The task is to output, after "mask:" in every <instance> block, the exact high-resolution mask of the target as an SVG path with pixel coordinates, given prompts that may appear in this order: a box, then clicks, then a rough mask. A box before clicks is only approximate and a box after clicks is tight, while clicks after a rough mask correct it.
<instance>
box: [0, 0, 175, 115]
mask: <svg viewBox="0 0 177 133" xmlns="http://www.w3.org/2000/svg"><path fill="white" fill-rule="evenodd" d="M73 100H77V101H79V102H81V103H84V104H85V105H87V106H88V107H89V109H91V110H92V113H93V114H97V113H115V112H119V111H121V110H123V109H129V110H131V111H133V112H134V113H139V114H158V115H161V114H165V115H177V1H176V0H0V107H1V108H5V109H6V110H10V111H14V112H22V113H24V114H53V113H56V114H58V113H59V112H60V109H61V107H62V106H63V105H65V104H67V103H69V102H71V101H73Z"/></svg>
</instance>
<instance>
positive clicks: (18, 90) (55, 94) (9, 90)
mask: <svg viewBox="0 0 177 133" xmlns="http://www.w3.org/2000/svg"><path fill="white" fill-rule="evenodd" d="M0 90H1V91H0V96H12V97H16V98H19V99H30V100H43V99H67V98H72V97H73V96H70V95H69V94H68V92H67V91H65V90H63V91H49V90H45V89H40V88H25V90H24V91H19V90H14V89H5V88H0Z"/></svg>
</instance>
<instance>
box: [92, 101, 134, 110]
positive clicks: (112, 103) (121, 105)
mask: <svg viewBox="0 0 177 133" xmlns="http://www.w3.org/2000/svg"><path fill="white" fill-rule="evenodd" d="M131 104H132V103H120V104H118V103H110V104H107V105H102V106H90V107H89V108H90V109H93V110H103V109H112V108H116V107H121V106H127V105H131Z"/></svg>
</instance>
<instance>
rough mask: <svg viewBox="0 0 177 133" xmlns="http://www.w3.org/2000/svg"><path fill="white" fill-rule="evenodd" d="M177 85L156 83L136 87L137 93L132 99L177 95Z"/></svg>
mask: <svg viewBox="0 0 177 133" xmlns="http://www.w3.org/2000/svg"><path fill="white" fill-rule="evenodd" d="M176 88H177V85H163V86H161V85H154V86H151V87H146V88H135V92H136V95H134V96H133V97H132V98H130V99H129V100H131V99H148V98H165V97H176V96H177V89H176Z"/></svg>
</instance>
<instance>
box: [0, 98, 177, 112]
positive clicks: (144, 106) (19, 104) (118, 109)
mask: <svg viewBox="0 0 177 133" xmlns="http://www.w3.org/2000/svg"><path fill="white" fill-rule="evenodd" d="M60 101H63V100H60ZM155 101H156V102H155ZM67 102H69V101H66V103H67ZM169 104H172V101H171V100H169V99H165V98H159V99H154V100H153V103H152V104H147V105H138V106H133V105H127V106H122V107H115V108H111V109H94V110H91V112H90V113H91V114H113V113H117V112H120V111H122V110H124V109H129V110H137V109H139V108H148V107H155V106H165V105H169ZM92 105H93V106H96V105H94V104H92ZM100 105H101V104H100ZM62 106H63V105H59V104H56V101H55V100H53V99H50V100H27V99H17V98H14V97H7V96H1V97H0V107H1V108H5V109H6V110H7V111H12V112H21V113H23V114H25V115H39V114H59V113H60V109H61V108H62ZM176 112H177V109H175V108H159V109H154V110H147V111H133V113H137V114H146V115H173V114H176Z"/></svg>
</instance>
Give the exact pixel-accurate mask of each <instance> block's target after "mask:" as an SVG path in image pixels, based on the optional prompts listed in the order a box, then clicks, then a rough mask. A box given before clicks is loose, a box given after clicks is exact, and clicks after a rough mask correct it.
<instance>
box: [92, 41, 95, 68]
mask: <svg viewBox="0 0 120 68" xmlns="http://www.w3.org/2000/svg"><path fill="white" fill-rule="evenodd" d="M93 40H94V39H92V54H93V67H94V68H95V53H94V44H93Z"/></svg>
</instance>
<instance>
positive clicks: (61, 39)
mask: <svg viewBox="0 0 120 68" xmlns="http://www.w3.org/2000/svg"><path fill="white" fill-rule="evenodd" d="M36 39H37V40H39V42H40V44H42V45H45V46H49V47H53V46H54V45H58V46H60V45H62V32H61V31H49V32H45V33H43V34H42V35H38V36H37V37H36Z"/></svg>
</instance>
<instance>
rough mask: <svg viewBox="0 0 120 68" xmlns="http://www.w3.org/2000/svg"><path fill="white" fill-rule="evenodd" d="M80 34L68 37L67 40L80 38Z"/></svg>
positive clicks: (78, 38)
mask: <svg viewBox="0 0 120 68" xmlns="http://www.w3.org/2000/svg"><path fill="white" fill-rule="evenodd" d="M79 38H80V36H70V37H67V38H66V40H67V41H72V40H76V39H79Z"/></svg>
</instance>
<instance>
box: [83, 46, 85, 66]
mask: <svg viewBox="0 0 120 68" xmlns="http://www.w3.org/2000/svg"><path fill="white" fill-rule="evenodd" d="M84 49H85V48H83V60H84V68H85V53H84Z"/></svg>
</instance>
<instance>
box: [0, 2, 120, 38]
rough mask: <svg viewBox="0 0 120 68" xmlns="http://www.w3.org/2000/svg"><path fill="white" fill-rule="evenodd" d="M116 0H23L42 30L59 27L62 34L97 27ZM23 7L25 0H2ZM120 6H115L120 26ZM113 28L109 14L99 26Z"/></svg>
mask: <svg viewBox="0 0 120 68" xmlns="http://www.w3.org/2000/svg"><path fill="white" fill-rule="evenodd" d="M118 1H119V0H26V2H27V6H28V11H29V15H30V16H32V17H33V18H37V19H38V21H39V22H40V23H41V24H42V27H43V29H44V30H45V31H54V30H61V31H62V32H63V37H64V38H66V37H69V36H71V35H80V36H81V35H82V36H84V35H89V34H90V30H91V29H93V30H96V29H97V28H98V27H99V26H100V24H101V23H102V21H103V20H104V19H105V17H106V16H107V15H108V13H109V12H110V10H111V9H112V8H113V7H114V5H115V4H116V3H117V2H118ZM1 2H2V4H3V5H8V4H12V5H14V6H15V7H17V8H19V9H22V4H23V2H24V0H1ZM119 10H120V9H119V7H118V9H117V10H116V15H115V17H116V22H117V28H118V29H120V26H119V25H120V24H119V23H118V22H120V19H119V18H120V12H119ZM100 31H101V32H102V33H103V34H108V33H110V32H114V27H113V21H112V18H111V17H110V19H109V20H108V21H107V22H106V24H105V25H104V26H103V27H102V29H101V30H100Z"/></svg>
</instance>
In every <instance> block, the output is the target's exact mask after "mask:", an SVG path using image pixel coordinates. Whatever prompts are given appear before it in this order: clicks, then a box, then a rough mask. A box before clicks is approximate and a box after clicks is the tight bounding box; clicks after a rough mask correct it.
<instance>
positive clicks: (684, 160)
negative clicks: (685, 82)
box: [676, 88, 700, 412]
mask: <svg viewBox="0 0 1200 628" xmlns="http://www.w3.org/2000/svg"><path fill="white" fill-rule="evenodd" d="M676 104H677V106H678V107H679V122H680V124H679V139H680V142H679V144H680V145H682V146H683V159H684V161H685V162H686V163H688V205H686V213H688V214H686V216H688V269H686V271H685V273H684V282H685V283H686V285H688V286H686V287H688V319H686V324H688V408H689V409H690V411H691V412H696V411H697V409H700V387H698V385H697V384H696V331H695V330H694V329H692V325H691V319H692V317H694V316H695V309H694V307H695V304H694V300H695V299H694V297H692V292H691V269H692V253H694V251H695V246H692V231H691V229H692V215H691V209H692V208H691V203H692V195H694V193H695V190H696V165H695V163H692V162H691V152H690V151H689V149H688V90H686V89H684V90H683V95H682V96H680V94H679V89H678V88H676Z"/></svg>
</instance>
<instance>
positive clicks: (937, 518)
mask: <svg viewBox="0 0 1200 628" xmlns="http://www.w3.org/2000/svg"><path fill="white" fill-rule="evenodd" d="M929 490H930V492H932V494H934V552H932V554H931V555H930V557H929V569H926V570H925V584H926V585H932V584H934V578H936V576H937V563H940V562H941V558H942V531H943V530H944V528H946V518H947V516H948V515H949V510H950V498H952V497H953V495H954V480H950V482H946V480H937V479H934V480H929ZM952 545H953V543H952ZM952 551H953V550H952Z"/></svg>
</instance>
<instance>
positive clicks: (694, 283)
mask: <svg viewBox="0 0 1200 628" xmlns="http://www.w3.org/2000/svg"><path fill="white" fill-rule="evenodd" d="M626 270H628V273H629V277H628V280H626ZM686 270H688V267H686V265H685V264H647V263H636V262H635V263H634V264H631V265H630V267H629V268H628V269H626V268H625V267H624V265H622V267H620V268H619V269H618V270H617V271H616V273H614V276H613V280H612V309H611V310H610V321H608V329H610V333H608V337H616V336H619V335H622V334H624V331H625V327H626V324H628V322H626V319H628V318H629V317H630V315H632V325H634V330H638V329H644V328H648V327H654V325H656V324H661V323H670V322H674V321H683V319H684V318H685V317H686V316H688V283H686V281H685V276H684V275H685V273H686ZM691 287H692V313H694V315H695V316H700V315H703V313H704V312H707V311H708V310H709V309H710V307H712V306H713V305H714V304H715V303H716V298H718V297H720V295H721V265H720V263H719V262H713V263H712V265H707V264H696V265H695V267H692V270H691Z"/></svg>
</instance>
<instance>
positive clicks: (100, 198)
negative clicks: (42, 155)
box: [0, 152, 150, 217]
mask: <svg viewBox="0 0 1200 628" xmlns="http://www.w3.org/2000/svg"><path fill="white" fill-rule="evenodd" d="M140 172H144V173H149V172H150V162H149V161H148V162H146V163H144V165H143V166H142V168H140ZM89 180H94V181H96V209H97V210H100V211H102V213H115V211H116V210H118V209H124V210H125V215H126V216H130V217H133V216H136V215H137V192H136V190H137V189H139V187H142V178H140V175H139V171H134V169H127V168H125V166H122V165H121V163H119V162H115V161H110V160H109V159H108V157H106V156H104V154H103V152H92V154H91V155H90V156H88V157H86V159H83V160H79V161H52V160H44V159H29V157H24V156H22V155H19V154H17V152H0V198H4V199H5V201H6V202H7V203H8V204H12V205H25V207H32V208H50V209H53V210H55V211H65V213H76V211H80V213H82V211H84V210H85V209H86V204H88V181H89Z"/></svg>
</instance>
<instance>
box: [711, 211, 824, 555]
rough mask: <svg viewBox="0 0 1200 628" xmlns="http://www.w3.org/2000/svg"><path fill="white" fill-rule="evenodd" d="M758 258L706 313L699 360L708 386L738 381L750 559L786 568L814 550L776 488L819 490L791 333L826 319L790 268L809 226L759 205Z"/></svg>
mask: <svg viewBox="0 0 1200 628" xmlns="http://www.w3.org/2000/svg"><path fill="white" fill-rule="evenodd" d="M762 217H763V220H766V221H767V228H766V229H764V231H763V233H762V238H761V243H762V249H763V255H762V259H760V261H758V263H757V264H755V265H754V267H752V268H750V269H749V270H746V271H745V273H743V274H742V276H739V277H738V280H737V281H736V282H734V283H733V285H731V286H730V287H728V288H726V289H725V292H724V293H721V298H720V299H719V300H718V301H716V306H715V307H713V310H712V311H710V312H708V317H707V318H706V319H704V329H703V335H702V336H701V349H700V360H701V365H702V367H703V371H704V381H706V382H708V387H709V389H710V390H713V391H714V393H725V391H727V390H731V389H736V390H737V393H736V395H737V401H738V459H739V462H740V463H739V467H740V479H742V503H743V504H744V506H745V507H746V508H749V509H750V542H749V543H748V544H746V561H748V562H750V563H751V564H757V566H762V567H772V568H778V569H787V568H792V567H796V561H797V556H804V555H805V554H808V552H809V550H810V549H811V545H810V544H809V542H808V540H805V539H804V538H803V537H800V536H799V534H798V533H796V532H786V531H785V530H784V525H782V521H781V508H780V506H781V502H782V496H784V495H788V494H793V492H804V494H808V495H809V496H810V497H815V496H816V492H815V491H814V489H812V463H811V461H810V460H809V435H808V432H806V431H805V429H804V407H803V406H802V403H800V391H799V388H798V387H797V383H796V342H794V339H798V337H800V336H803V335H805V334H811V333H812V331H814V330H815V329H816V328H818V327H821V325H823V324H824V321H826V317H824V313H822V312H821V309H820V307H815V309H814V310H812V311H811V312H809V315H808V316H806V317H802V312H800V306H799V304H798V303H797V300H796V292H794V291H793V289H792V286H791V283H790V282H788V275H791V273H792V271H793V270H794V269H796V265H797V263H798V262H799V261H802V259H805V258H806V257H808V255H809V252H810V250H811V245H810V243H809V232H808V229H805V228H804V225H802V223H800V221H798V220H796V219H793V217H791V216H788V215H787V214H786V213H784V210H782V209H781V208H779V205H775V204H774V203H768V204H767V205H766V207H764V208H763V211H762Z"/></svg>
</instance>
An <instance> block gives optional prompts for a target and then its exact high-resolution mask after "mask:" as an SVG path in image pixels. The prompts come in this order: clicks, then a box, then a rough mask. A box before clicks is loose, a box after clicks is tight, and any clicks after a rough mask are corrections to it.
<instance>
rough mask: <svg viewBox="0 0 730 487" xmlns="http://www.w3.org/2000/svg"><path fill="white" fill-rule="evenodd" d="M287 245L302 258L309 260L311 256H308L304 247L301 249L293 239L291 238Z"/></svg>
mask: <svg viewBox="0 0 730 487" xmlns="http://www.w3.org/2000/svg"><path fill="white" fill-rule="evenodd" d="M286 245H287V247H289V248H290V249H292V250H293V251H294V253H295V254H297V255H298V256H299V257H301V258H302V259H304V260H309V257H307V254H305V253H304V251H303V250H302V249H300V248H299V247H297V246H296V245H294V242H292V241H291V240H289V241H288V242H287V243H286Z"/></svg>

___

■ Job ■
Copy the material from its beginning through the line containing "box: [0, 0, 175, 115]", both ends included, but switch "pixel coordinates" to "image coordinates" and leave everything else as it stands.

■ Completed task ■
The task is to output, after "mask:" in every <instance> block, the exact high-resolution mask of the target as an SVG path with image coordinates, given prompts that may appear in this order: a box, then clicks, then a rough mask. A box before clicks is only approximate and a box after clicks is tight, while clicks after a rough mask correct it.
<instance>
box: [0, 0, 175, 115]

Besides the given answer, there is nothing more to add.